[Image point grounding data]
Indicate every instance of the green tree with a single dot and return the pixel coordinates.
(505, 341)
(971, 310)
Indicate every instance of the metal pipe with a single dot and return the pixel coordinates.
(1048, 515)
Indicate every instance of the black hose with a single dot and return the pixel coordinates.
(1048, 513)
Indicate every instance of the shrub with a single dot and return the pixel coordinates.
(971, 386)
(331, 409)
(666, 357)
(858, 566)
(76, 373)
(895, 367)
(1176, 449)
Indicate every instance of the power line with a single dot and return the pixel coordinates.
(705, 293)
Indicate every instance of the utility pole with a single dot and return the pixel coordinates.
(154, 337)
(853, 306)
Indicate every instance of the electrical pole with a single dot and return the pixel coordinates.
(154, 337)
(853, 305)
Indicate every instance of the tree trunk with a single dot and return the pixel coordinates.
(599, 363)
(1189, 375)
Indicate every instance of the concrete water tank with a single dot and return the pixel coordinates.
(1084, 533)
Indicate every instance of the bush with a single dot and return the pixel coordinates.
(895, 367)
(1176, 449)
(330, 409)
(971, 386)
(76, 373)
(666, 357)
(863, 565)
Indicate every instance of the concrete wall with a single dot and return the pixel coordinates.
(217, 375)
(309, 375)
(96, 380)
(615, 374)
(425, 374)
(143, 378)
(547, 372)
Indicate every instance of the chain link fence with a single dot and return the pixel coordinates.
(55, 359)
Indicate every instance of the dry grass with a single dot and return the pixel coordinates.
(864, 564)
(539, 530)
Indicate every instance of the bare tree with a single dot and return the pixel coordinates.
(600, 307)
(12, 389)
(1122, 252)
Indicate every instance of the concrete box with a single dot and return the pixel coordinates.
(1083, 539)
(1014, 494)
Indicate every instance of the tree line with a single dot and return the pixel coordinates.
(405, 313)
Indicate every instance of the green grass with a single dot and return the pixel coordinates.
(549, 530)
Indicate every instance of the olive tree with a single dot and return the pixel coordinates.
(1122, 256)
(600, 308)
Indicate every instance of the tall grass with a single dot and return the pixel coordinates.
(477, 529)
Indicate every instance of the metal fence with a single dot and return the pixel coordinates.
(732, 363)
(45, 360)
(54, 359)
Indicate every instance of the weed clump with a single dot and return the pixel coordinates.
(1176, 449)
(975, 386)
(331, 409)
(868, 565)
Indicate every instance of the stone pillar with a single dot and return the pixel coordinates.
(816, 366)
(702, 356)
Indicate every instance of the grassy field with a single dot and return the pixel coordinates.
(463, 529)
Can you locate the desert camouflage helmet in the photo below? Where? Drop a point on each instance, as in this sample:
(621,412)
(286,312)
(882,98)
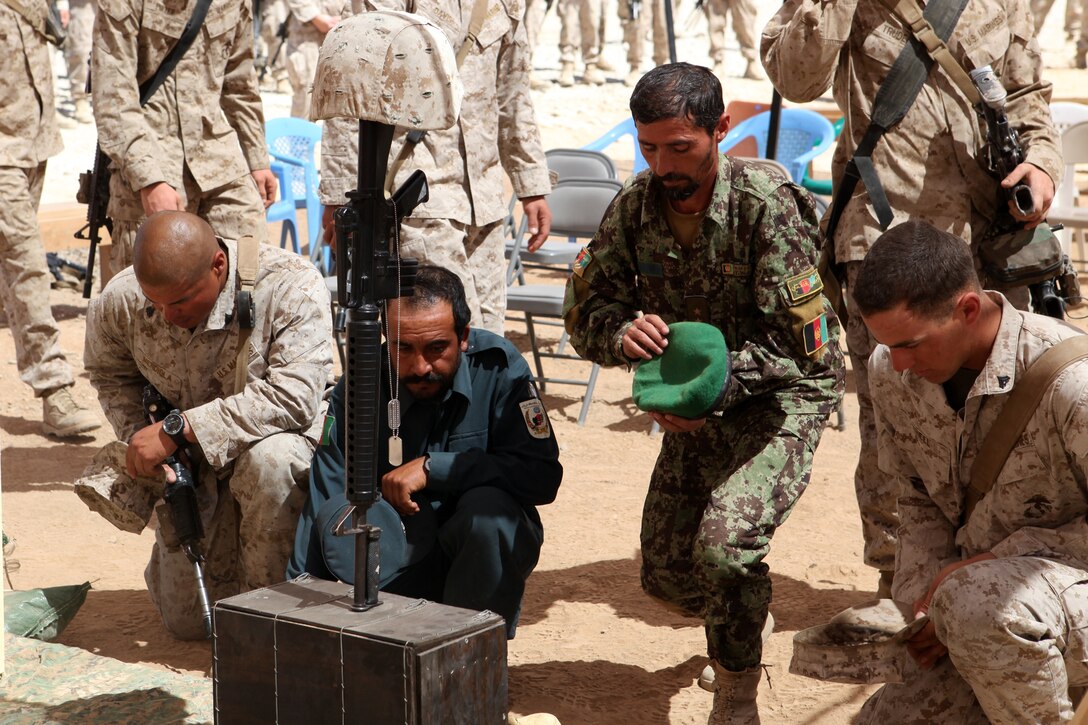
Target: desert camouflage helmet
(863,644)
(387,66)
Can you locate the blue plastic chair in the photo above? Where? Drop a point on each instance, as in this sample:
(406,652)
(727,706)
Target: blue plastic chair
(283,210)
(294,143)
(625,127)
(802,136)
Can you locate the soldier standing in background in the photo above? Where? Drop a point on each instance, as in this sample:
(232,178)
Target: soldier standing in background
(28,136)
(580,22)
(460,228)
(929,163)
(704,237)
(309,22)
(635,15)
(79,25)
(743,15)
(198,145)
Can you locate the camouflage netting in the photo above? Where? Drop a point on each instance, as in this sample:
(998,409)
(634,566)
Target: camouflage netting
(52,684)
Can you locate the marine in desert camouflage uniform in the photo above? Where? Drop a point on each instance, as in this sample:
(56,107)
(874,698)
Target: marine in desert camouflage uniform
(740,254)
(307,25)
(1006,590)
(198,145)
(461,226)
(155,324)
(28,136)
(928,163)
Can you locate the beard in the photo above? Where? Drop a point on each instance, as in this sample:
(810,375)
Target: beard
(677,193)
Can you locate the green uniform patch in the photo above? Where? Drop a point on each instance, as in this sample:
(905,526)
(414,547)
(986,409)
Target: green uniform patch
(816,333)
(803,285)
(582,261)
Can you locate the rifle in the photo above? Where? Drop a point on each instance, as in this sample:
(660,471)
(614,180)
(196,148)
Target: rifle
(57,265)
(369,271)
(1038,248)
(181,499)
(282,34)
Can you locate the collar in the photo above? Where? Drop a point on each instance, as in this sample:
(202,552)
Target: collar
(719,199)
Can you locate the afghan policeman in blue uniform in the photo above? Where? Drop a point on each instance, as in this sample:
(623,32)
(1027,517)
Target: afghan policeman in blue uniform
(458,517)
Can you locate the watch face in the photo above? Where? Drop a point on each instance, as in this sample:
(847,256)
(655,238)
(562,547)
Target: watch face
(173,424)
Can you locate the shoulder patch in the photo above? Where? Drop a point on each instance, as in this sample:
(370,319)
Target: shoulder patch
(815,334)
(583,259)
(536,422)
(801,286)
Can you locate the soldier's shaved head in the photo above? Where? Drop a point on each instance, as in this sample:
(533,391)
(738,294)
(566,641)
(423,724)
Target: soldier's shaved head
(173,247)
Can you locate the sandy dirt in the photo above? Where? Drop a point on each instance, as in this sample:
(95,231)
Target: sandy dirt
(591,648)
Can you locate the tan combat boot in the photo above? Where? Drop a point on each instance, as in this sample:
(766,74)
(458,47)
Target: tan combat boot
(706,677)
(734,697)
(83,113)
(567,74)
(593,75)
(535,719)
(61,416)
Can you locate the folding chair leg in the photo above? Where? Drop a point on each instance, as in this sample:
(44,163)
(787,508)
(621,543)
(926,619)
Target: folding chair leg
(589,394)
(536,354)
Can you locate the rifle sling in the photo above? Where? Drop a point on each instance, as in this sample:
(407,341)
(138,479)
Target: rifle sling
(173,58)
(476,24)
(1022,404)
(894,97)
(248,267)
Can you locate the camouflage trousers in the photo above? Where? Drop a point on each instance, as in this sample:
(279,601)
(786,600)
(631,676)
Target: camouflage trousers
(651,13)
(716,498)
(743,16)
(233,210)
(301,66)
(25,282)
(1015,630)
(476,254)
(77,46)
(249,514)
(580,26)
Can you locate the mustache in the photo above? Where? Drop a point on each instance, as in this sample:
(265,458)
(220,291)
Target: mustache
(430,377)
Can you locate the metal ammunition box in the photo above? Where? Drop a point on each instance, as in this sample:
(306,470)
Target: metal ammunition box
(296,652)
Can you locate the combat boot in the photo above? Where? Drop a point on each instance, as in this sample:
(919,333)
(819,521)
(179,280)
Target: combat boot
(706,677)
(734,697)
(754,71)
(567,74)
(83,113)
(61,416)
(535,719)
(593,75)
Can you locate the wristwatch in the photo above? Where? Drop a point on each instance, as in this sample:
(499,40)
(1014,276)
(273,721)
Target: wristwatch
(173,426)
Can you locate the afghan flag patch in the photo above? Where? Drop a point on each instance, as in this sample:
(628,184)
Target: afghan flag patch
(803,285)
(815,333)
(582,260)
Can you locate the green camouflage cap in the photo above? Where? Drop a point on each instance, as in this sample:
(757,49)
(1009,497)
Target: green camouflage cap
(690,378)
(863,644)
(388,66)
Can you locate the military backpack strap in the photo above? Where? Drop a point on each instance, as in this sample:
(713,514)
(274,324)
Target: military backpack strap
(248,266)
(1023,402)
(893,99)
(476,24)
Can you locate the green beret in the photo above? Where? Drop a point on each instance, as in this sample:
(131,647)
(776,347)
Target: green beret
(690,378)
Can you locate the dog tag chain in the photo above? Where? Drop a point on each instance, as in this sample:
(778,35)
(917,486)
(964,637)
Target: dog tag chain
(393,409)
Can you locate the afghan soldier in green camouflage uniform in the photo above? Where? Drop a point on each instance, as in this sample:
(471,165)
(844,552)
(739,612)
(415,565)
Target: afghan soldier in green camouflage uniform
(701,236)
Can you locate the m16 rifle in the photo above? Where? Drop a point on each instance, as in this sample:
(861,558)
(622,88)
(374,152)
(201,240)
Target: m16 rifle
(1031,256)
(369,271)
(181,499)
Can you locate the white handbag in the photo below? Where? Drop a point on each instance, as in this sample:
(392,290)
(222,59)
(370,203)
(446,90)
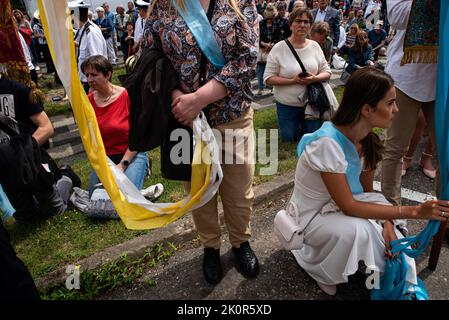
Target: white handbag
(287,228)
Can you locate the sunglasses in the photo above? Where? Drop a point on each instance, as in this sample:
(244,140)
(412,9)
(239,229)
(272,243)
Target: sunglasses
(299,21)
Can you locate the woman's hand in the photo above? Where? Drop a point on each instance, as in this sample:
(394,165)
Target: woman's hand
(121,166)
(304,81)
(185,108)
(433,210)
(389,235)
(176,93)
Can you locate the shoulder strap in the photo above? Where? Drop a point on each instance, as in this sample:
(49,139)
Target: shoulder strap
(202,31)
(86,26)
(296,55)
(10,132)
(210,12)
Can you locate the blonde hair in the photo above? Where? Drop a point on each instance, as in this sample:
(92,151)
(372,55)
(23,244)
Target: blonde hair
(182,4)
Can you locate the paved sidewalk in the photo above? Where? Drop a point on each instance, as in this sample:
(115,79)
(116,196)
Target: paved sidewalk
(281,278)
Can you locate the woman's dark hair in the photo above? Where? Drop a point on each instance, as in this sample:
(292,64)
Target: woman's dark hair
(365,86)
(298,12)
(99,63)
(357,47)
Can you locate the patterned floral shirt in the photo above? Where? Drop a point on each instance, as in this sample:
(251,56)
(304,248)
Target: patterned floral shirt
(238,39)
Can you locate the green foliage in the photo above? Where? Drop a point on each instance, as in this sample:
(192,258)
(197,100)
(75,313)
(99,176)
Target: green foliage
(111,275)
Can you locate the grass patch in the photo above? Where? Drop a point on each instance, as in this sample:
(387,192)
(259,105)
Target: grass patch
(111,275)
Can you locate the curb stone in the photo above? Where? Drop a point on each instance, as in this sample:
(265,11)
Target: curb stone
(182,229)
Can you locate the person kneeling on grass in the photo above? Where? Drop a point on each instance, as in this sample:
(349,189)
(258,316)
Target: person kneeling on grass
(111,105)
(352,225)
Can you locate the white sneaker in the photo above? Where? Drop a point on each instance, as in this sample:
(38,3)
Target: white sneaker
(330,289)
(153,192)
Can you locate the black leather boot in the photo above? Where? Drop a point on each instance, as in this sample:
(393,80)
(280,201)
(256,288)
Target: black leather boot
(212,266)
(247,260)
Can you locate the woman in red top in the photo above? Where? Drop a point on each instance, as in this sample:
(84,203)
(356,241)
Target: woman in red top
(111,106)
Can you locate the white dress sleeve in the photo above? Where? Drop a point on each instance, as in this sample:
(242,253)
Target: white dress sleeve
(325,155)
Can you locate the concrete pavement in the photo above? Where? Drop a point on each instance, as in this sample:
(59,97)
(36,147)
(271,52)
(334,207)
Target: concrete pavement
(180,277)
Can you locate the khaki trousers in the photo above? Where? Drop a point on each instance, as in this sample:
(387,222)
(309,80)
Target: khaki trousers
(235,191)
(398,140)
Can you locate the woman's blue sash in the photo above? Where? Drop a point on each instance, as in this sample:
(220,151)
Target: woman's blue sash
(352,157)
(201,29)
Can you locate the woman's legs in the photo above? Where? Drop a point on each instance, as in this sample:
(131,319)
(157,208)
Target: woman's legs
(138,169)
(260,69)
(420,124)
(93,180)
(136,172)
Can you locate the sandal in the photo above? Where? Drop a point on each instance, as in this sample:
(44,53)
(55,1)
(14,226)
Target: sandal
(405,164)
(430,173)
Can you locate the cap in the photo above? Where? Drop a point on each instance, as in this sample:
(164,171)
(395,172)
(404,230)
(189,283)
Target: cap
(141,3)
(379,23)
(78,4)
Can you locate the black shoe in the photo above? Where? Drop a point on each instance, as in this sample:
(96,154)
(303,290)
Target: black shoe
(212,266)
(248,263)
(67,171)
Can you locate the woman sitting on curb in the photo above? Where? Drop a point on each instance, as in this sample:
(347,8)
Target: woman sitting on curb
(111,105)
(360,54)
(353,224)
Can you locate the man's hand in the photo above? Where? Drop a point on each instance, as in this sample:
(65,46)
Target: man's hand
(185,107)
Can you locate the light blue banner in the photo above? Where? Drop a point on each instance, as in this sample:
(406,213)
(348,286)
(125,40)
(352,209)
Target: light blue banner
(201,29)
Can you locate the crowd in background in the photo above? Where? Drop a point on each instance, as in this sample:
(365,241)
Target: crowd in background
(356,30)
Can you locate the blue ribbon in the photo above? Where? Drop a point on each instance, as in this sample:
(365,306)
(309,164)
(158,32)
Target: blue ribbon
(201,29)
(442,99)
(393,284)
(5,206)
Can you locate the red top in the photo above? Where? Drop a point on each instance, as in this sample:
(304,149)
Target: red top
(113,120)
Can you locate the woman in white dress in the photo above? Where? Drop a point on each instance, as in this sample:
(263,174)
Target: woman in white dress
(352,225)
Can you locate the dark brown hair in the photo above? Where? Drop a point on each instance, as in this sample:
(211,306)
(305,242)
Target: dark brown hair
(298,12)
(321,28)
(98,63)
(357,47)
(365,86)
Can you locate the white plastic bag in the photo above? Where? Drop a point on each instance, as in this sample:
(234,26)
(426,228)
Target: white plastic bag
(338,62)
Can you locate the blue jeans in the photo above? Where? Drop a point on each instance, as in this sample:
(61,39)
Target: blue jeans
(292,124)
(136,172)
(260,70)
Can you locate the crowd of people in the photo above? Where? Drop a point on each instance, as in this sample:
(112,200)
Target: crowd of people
(277,40)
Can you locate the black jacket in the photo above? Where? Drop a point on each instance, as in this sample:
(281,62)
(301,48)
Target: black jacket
(149,88)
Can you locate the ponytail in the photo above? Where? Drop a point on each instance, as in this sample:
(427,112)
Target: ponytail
(372,149)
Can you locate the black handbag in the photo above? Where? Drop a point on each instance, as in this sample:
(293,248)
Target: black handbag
(316,95)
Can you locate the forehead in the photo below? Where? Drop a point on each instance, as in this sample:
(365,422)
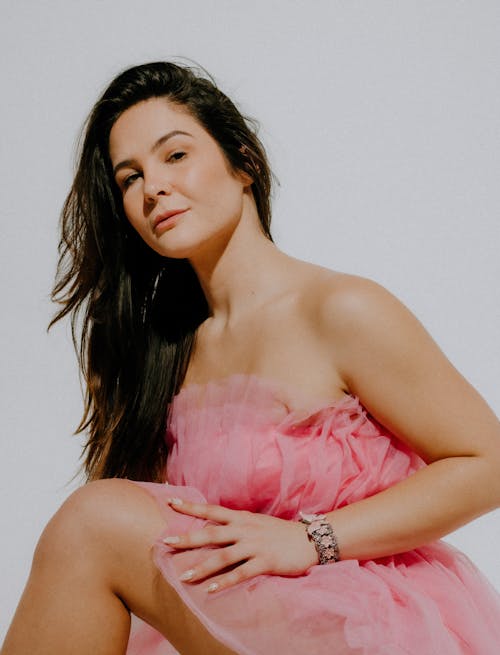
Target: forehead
(139,127)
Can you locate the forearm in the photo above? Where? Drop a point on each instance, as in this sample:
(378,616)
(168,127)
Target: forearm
(429,504)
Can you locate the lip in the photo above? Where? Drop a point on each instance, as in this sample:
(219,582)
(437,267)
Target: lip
(166,218)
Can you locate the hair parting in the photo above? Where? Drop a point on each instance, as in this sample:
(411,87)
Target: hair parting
(134,314)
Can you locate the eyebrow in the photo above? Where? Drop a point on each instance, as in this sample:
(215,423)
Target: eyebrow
(157,144)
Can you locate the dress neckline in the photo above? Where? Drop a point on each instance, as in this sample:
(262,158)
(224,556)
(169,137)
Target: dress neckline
(297,401)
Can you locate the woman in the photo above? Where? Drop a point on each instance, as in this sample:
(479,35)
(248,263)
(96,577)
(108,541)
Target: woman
(290,390)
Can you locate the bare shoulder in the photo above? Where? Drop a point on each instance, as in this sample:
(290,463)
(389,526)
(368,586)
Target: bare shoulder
(341,302)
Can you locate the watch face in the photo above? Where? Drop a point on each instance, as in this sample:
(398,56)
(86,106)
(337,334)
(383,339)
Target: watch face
(309,518)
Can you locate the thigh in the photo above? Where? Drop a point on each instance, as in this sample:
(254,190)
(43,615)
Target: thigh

WHAT YOU ARE ASKED TO DO. Which lines in the records above contain the string "below"? Copy them.

OUTPUT FOR THIS TASK.
Can you locate the desert camouflage helmet in the photo below? Where? Drop a point on each instance, as in this sample:
Can you locate the white handbag in the photo below? Where? Drop a point on each instance, as in this sample:
Can you locate the forehead in the photo below? Where? Drop a point on each instance, as in this sample:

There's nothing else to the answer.